Task goal
Everything from the first line of the entries through the line containing "Report each as" is to be retyped exactly, and nothing beyond it.

Available records
#####
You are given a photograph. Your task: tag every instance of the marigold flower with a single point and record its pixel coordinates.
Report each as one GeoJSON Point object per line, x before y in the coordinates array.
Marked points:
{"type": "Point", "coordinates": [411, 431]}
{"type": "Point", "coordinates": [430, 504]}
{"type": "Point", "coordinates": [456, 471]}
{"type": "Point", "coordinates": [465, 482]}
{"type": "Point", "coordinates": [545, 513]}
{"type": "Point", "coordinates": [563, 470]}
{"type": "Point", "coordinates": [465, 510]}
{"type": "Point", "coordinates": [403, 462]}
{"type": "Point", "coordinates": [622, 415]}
#####
Written reply
You are given a photograph. Your task: tag every instance of the marigold flower with a single point and record its pixel coordinates.
Report each as one GeoJSON Point object per line, x before y in the coordinates array.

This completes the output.